═══ Verilen metin
Ümmü Süleym (r.anhâ) metânet sâhibi bir hanımdı. Engin bir sabır içerisinde telâşa kapılmadan, sâkin, mütevekkil ve kadere râzı bir halde, feryad ü figan etmeden çocuğu yıkayıp, kefenledi. Kokular sürerek üstünü örttü. Evdekilere de; Ebû Talhâ'ya ben haber verinceye kadar siz bir şey söylemeyin diye tenbihatta bulundu. Bir müddet sonra Ebû Talhâ eve geldi. Oğlunun durumunu öğrenmek istedi. Ümmü Süleym (r.anhâ): "Biraz rahatlamış olacak, eskisinden daha sâkin..." dedi. Ölüm haberini birden vermek istemedi. Hemen kalkıp daha önce hazırladığı yemeği beyinin önüne getirdi. Ebû Talhâ (r.a.) hanımının telaşsız halinden çocuğun iyileştiğini zannetti. Birlikte yemek yediler, sohbet ettiler.
══════
Yapılacak iş
Ümmü Süleym'i anlatan metne göre şu ifadelerin her birinin doğru olup olmadığını evet ya da hayır ile belirtin ve kararı veren sözleri metinden aynen alıntılayın: (a) Ümmü Süleym çocuğu yıkayıp kefenledi. (b) Ümmü Süleym, Ebû Talhâ eve gelince ölüm haberini hemen verdi. (c) Ebû Talhâ, hanımının telaşsız halinden çocuğun iyileştiğini düşündü.
═══ Veri alıntısı
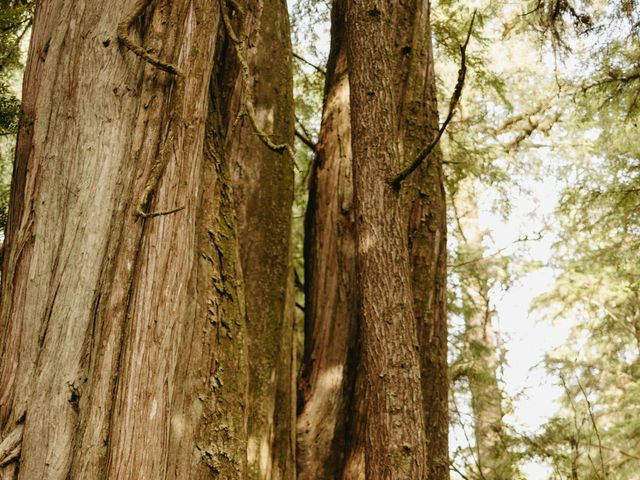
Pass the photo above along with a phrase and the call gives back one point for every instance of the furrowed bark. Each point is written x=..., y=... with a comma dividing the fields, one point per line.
══════
Cevap
(a) Evet: "feryad ü figan etmeden çocuğu yıkayıp, kefenledi."
(b) Hayır: "Ölüm haberini birden vermek istemedi."
(c) Evet: "Ebû Talhâ (r.a.) hanımının telaşsız halinden çocuğun iyileştiğini zannetti."